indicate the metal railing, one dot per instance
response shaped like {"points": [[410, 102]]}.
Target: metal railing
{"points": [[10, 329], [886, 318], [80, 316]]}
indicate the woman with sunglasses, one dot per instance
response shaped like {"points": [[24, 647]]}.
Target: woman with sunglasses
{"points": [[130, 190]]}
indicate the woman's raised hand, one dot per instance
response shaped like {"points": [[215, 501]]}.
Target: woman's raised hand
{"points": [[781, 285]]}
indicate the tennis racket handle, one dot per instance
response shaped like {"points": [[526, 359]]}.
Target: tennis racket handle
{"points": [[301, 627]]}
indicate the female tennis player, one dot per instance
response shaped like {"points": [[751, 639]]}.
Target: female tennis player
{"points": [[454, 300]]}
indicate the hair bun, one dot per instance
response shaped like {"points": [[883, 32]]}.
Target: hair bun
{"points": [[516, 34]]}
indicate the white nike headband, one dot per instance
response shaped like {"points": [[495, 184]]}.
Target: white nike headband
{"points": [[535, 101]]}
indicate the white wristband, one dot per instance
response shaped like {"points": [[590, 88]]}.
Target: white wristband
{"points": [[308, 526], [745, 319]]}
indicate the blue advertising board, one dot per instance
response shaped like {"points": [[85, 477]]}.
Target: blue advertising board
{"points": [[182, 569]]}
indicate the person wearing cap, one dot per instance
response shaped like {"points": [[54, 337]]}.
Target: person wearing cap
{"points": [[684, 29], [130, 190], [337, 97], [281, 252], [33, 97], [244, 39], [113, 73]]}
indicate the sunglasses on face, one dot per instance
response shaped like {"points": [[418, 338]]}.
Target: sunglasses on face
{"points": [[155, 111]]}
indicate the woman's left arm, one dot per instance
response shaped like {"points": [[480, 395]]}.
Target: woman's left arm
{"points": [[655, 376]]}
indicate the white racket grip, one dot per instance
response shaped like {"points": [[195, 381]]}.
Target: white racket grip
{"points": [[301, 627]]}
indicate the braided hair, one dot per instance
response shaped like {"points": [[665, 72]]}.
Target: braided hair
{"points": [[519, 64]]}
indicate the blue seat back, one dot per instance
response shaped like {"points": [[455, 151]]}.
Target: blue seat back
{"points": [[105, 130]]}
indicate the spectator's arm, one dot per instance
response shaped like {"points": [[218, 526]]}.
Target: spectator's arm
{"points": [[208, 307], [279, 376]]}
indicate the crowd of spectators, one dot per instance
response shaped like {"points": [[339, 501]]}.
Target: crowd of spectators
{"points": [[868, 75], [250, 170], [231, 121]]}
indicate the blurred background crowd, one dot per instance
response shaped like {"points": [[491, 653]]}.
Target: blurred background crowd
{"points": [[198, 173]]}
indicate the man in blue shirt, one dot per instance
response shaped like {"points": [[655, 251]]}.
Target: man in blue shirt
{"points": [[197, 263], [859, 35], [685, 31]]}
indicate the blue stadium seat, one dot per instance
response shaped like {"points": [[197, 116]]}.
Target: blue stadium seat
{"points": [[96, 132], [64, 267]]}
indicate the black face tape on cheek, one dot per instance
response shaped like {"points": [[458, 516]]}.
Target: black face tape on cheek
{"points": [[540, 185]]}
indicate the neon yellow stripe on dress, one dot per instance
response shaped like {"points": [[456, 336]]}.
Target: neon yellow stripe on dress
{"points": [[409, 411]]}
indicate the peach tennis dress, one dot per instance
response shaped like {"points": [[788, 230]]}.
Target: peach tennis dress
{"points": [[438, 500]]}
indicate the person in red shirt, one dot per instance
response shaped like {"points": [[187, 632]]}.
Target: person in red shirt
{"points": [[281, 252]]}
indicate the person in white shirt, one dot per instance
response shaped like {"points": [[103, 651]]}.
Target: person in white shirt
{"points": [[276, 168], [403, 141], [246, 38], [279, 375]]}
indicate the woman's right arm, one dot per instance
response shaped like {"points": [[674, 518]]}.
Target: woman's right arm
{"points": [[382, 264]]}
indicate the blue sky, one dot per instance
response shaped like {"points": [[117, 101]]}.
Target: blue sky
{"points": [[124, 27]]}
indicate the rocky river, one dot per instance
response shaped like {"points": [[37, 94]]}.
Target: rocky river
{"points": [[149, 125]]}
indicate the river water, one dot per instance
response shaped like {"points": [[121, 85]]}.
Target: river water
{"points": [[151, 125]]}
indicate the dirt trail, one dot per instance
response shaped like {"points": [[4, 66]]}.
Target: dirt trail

— What the exercise asks —
Using the listing above, show every line that includes the string "trail".

— Worked solution —
indicate the dirt trail, one dot per instance
Target: dirt trail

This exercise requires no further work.